Input data ::

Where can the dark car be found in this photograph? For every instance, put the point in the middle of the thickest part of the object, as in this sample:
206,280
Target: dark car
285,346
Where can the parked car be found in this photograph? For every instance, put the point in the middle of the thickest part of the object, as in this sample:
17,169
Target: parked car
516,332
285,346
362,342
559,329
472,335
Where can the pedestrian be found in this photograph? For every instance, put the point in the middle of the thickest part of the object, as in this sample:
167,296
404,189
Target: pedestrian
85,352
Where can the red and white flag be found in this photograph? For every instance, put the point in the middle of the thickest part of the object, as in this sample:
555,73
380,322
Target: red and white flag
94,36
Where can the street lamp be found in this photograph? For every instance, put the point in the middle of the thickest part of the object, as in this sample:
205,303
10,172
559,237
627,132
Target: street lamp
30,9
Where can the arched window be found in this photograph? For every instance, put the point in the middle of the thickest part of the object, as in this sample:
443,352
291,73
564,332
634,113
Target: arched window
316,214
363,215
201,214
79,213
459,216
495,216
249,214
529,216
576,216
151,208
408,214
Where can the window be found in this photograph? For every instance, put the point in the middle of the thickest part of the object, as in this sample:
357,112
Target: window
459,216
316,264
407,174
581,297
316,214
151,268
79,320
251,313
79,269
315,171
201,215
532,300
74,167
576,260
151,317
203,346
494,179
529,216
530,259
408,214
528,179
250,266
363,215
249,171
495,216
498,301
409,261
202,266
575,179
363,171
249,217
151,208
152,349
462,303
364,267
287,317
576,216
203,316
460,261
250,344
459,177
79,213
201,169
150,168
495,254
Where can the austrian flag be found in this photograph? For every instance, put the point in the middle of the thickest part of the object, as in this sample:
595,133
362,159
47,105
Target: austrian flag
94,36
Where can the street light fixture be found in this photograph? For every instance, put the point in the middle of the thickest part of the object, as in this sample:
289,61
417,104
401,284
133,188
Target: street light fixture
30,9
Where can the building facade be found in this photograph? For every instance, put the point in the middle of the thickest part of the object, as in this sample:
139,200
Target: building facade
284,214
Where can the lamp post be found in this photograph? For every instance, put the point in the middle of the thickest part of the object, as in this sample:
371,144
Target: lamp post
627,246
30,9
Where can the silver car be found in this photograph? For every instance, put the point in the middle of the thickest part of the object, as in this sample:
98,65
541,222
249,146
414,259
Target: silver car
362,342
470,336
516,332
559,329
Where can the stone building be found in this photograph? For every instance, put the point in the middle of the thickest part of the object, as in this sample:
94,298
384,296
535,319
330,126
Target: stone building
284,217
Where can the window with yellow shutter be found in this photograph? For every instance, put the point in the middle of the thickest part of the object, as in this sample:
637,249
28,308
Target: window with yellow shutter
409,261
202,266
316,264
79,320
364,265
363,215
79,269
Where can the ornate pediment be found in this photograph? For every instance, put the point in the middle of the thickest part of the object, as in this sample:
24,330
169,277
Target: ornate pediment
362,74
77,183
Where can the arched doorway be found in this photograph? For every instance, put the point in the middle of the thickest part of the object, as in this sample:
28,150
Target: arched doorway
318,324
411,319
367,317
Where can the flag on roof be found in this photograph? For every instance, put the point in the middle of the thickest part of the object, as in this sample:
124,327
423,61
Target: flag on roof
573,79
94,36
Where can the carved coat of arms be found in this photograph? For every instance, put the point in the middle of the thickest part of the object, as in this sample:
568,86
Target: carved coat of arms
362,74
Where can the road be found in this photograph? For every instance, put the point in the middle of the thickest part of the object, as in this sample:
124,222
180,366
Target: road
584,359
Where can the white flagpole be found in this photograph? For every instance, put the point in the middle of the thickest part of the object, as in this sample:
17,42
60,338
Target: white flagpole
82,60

Exercise :: Pull out each record as written and restate it exactly.

Response to this exercise ::
Where can the dark car be found in this photograph? For every instance, put the point in the middle of the thickest part of the object, as in this sample:
206,280
Target: dark car
285,346
Where can the parked car be found in this photograph? For every instance, put the point in the middle of the thickest part of the object, as in this sample:
17,169
Target: parked car
516,332
285,346
362,342
559,329
472,335
Where can the pedestrian be found in this photograph? For every instance, put the point in the middle of the thickest part of the object, as in this sample:
167,296
404,189
Target: pedestrian
85,352
Where can the red and white flag be found in this photograph? For every instance, put the point in the middle of the thickest part of the object, as in this sample:
555,73
380,322
Target: red and white flag
94,36
Where can the street lamp be found in this photograph? For every instance, put the point in the middle of the thickest part of the object, as in this sample:
205,303
10,172
559,237
627,132
Target: street lamp
30,9
Where can the arched window be found in this photograph? For every instance, put the point in the middle of the thickest part of the object, as in this sample:
443,352
291,73
564,332
634,113
Target: arched window
316,214
363,215
201,214
79,213
459,216
495,216
249,214
529,216
576,216
151,208
408,214
Where can the window be found in this photograph? For every instance, put the point in the middle of the thickest part of the object, as in this sample:
357,112
Target: window
459,216
316,264
407,174
581,297
316,214
151,268
79,320
251,313
79,269
315,171
201,215
532,300
74,167
576,260
151,317
203,346
494,179
529,216
530,259
408,214
528,179
250,266
363,215
249,171
495,216
498,301
409,261
202,266
575,179
363,171
249,217
151,208
152,349
462,303
364,267
287,317
576,216
203,316
460,261
250,344
459,177
79,213
201,169
150,168
495,254
Where can the austrian flag be found in this photograph? For every instance, put the point in the middle of the thickest part of the object, as in this sample:
595,133
362,159
47,105
Target: austrian flag
94,36
Where can the street light fixture be found in this photograph? For every instance, put the point in the middle of the thickest part of the object, as in this sample:
289,61
417,104
401,284
133,188
Target: street light fixture
30,9
Where can the building facade be found in this photograph? For every instance, put the point in the middle of the thickest part of the object, as in this sample:
139,200
Target: building facade
284,214
Where can the lamp post be found in this photograph? For every instance, put the point in the middle of the thickest part of the object, as in this sample:
371,144
Target: lamp post
627,246
30,9
Where can the silver car be found in this photograph? For every instance, put the point in the middle of the thickest part of the object, as in this sample:
98,65
541,222
249,146
414,259
Target: silver car
362,342
470,336
516,332
559,329
Where can the stone building be found in this photograph? For every instance, put the point in the middle of the thickest part of the object, as in this sample:
94,298
384,296
535,319
330,126
Target: stone building
284,217
Where can the window with yellow shutter be found in this photograph? For every instance, put the point in the middle of the thickest part of the object, as in this sample:
637,249
28,308
Target: window with yellow shutter
409,261
202,266
316,264
79,320
364,265
363,215
79,269
Where can the ornate pediment be found in this photograph? For every instance, put the point in the middle of the thickest part of the object, as in this sample:
24,330
169,277
Target: ornate pediment
362,74
77,183
Where can the arched doorway be found in this photograph? For every instance, put the point in the middle of the thickest part of the object, as in this sample:
28,150
Target: arched doorway
318,324
411,319
367,317
Where can the flag on roof be found in this photograph? For every instance, put the point in the middle of the thickest part of the object, as in this sample:
124,327
423,61
Target: flag on roof
573,79
94,36
Where can the carved coat of arms be found in this photograph? For every instance, put the point in the middle of the thickest part of the object, as in this sample:
568,86
Target: carved coat of arms
362,74
Where can the road be found in this photograph? For every instance, put the point in the middle of the thickest part of the object, as in this sample:
124,222
180,366
Target: road
584,359
Where can the white flagpole be found in this photograph? For every instance, put the point in the middle of the thickest part of the object, as in this sample:
17,42
60,338
Target: white flagpole
82,60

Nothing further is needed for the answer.